◆ Work to be completed
Only the lines from the line holding "Task: set one pin on each instance of the grass" to the last line should be output, each exactly as given.
━━ Source material
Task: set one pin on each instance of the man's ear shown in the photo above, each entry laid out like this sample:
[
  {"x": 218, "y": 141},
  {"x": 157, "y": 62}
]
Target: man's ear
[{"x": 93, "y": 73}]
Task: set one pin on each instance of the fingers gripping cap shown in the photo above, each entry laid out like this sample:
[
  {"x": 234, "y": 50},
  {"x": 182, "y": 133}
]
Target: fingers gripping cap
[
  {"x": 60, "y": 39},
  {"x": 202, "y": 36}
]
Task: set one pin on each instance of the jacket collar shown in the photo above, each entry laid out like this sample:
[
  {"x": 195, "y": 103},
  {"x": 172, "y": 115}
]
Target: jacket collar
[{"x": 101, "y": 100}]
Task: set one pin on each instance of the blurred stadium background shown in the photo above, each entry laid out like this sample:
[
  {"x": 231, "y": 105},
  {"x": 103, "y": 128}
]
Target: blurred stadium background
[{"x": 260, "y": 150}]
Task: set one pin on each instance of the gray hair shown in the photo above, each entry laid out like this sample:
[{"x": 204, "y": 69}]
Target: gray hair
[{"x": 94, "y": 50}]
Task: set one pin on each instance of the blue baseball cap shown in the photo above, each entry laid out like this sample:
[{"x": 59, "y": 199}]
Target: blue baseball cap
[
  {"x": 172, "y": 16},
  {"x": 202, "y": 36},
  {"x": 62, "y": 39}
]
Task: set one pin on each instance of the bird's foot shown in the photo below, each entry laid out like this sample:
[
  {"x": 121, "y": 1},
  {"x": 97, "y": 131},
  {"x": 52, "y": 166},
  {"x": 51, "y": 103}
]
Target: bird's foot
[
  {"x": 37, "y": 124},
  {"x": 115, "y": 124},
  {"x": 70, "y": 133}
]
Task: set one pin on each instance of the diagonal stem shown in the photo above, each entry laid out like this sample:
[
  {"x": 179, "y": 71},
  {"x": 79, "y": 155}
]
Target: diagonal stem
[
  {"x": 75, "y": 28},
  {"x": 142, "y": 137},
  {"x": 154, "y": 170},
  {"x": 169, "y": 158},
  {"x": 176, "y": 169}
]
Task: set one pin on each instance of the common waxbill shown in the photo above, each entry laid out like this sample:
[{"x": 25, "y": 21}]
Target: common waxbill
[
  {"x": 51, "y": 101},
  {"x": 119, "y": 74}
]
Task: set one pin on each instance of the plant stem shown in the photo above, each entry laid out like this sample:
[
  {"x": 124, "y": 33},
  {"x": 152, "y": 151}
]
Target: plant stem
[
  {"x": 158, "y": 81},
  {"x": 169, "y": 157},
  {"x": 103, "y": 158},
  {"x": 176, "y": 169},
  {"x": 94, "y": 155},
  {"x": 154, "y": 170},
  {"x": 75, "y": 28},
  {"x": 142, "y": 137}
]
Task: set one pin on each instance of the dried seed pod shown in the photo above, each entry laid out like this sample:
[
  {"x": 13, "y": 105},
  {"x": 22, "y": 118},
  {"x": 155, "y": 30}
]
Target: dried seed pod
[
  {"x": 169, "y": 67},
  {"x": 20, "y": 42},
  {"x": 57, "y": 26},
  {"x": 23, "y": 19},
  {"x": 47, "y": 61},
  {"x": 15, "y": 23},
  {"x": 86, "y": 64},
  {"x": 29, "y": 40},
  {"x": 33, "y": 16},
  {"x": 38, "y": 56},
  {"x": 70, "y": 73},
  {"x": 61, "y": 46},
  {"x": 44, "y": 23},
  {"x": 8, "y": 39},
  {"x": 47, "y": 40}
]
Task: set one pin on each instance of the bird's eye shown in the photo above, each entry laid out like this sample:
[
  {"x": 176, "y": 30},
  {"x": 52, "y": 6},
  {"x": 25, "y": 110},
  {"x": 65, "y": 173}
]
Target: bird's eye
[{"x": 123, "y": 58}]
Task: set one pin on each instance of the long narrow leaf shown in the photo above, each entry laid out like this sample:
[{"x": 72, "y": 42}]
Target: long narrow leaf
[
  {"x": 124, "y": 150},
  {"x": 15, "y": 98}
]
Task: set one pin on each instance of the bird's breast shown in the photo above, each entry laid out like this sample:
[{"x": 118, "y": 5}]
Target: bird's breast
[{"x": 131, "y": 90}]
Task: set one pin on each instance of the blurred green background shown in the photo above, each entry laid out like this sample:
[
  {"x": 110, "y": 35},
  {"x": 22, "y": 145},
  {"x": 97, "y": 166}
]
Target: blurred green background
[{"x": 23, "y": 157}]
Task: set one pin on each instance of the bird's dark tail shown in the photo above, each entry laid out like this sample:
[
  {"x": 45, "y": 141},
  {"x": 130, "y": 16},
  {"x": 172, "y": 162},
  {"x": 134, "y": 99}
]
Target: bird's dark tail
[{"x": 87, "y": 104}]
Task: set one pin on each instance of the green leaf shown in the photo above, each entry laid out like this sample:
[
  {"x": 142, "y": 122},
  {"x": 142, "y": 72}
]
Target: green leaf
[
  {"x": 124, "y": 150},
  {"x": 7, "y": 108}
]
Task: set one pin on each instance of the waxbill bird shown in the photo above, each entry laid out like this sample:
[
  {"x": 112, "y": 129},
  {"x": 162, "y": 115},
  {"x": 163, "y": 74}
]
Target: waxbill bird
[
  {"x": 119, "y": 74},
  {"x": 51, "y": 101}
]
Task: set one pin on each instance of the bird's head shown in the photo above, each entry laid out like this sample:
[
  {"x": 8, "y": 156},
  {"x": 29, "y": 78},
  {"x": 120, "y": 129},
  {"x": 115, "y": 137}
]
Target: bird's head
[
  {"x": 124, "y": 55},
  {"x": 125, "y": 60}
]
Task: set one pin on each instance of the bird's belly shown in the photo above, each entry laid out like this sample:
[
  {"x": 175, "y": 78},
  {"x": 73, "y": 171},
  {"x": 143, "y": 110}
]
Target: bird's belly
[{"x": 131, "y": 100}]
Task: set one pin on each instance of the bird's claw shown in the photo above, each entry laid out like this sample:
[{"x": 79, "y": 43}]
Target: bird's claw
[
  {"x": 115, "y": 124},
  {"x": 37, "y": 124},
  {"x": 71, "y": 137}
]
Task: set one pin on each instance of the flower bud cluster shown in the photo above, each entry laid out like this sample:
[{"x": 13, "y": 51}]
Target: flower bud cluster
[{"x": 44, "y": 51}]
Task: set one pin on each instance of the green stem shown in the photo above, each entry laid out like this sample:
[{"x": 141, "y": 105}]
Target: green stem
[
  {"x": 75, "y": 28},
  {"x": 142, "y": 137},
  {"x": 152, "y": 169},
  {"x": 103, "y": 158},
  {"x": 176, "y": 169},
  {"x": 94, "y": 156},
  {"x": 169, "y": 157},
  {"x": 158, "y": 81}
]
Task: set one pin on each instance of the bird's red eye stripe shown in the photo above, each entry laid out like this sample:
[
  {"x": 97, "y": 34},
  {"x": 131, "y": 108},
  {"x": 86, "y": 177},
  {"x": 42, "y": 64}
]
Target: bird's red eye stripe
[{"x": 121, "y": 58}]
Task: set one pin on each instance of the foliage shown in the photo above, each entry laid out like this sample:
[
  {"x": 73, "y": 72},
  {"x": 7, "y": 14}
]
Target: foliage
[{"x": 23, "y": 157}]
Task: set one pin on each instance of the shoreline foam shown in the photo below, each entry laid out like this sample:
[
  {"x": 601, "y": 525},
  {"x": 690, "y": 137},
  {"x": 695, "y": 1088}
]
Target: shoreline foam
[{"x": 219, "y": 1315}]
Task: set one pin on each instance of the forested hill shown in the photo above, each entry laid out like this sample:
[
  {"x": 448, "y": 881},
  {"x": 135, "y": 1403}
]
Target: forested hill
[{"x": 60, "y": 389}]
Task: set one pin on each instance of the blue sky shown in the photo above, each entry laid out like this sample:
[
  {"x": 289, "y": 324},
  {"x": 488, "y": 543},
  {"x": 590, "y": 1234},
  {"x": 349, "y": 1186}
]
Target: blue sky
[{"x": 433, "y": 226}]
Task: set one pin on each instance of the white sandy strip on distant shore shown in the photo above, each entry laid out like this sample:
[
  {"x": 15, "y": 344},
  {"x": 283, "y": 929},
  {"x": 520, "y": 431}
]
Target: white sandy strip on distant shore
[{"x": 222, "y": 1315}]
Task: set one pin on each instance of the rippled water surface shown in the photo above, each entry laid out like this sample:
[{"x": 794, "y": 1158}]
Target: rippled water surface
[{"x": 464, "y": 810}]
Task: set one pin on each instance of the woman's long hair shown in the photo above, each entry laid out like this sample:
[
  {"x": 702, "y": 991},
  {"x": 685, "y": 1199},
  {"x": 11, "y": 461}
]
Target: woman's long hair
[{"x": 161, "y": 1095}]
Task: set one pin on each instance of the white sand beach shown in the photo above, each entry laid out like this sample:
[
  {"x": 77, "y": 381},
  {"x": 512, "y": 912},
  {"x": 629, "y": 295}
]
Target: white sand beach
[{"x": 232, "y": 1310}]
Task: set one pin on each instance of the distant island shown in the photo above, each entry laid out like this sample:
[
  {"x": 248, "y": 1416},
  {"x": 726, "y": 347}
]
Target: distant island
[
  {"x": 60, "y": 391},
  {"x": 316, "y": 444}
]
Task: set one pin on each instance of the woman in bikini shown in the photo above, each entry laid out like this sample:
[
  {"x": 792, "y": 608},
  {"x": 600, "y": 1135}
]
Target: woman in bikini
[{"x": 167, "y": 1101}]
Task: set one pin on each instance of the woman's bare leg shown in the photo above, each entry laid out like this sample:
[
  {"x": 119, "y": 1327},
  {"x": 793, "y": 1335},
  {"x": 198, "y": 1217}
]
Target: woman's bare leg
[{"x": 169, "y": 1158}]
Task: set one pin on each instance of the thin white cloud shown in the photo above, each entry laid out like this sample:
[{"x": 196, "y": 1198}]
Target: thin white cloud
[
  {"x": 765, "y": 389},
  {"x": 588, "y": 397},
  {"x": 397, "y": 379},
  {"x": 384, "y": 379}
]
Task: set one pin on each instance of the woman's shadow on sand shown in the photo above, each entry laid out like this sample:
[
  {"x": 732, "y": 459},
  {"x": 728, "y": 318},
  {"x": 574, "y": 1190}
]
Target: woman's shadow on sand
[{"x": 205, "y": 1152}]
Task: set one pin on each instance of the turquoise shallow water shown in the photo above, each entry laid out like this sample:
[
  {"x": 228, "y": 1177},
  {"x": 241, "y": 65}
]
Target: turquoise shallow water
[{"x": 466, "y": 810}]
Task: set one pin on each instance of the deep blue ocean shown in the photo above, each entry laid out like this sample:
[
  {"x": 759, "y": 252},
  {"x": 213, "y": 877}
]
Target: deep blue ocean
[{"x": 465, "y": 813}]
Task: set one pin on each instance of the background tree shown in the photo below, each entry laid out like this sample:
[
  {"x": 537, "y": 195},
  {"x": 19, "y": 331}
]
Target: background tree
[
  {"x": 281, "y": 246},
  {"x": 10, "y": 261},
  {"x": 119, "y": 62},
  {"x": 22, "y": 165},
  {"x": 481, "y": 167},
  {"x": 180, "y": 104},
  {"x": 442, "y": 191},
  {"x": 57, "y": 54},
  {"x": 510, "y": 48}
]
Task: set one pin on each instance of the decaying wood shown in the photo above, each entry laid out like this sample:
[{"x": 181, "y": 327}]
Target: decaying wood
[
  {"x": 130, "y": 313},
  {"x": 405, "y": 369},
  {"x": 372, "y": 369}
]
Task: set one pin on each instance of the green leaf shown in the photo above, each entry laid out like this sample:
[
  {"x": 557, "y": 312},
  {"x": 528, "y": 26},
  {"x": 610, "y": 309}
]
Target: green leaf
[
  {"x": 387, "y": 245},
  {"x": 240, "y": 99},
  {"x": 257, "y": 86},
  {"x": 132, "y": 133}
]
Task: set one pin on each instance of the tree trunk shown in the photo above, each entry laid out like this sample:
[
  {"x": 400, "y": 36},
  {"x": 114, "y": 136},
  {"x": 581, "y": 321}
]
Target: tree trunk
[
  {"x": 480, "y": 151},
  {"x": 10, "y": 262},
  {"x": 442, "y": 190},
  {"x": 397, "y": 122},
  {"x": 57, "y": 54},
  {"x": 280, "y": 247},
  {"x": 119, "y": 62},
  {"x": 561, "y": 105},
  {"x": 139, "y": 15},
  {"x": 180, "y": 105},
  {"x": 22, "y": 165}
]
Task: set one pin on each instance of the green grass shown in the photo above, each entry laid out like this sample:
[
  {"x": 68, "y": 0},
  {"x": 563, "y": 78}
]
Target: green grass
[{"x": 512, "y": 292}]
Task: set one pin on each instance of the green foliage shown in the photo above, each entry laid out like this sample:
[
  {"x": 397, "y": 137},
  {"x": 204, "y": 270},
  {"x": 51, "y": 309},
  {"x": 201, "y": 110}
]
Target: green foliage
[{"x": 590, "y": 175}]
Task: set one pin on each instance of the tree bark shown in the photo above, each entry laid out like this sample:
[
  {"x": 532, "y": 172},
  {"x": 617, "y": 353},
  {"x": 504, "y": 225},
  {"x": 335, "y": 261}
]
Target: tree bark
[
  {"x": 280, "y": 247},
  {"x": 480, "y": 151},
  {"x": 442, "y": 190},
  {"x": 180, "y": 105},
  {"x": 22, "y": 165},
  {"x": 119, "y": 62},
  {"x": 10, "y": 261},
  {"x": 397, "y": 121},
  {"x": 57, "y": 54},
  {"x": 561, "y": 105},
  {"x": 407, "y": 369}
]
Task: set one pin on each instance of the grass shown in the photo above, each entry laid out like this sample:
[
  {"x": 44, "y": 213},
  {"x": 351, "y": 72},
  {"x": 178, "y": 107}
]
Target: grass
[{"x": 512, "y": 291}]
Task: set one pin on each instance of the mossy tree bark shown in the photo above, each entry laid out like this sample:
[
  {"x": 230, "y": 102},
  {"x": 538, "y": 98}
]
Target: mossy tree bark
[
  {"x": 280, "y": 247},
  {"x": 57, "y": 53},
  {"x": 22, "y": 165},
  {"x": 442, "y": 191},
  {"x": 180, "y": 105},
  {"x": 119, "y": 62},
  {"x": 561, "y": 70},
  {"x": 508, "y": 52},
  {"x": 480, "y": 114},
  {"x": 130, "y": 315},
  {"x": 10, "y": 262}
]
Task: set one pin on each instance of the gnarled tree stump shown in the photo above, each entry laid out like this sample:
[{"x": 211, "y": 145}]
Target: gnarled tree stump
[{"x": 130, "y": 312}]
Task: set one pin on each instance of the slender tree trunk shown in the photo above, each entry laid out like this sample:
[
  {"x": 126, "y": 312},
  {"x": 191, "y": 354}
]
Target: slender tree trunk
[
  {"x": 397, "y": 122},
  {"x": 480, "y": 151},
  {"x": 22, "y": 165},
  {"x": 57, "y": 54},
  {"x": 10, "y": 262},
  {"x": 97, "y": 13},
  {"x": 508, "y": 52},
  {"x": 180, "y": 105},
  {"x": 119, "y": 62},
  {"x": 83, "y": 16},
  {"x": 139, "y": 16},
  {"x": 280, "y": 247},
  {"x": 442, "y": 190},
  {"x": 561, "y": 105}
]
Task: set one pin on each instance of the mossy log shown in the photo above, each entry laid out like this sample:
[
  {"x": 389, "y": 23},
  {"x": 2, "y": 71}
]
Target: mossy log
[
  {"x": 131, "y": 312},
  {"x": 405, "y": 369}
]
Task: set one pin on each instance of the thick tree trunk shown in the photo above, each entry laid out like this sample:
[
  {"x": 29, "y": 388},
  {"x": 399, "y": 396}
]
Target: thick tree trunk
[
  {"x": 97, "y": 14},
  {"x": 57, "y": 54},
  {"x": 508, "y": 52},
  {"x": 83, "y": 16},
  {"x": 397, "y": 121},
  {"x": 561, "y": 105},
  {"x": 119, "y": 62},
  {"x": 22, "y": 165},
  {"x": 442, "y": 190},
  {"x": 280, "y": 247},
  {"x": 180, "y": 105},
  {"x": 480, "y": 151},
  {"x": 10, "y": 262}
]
━━━━
◆ Solution
Task: set one pin on each instance of the grass shown in the photo above, each entry laid out like this sample:
[
  {"x": 44, "y": 213},
  {"x": 351, "y": 72},
  {"x": 178, "y": 107}
]
Target: grass
[{"x": 512, "y": 291}]
Task: set one pin on each instance of the mossy tree bark shown in the photo above, each entry laid out like this sample:
[
  {"x": 230, "y": 102},
  {"x": 538, "y": 98}
]
Target: mossy tree bark
[
  {"x": 280, "y": 247},
  {"x": 57, "y": 53},
  {"x": 22, "y": 165},
  {"x": 442, "y": 191},
  {"x": 180, "y": 105},
  {"x": 119, "y": 62},
  {"x": 561, "y": 70},
  {"x": 508, "y": 52},
  {"x": 480, "y": 114},
  {"x": 130, "y": 315},
  {"x": 10, "y": 262}
]
Task: set one pin on each instance of the gnarled tree stump shown in the photo above, each entry laid out like this sample:
[{"x": 211, "y": 145}]
Target: gnarled tree stump
[{"x": 130, "y": 312}]
Task: set one pin on each instance of the slender tree trunk shown in the photo above, each entry laid out like this sample:
[
  {"x": 126, "y": 312},
  {"x": 191, "y": 354}
]
Target: slender tree trunk
[
  {"x": 397, "y": 122},
  {"x": 480, "y": 151},
  {"x": 22, "y": 165},
  {"x": 57, "y": 54},
  {"x": 10, "y": 262},
  {"x": 97, "y": 13},
  {"x": 508, "y": 52},
  {"x": 180, "y": 105},
  {"x": 119, "y": 62},
  {"x": 83, "y": 16},
  {"x": 139, "y": 16},
  {"x": 280, "y": 247},
  {"x": 442, "y": 190},
  {"x": 561, "y": 105}
]
Task: set one pin on each instance of the mossy log shown in the photo above, each entry laid out like this sample:
[
  {"x": 389, "y": 23},
  {"x": 2, "y": 71}
]
Target: mossy log
[
  {"x": 131, "y": 312},
  {"x": 405, "y": 369}
]
Task: set one pin on each instance of the thick tree trunk shown in the photo above, each entry laid out like this sample:
[
  {"x": 29, "y": 388},
  {"x": 399, "y": 396}
]
Target: thick tree trunk
[
  {"x": 97, "y": 14},
  {"x": 57, "y": 54},
  {"x": 508, "y": 52},
  {"x": 83, "y": 16},
  {"x": 397, "y": 121},
  {"x": 561, "y": 105},
  {"x": 119, "y": 62},
  {"x": 22, "y": 165},
  {"x": 442, "y": 190},
  {"x": 280, "y": 247},
  {"x": 180, "y": 105},
  {"x": 480, "y": 151},
  {"x": 10, "y": 262}
]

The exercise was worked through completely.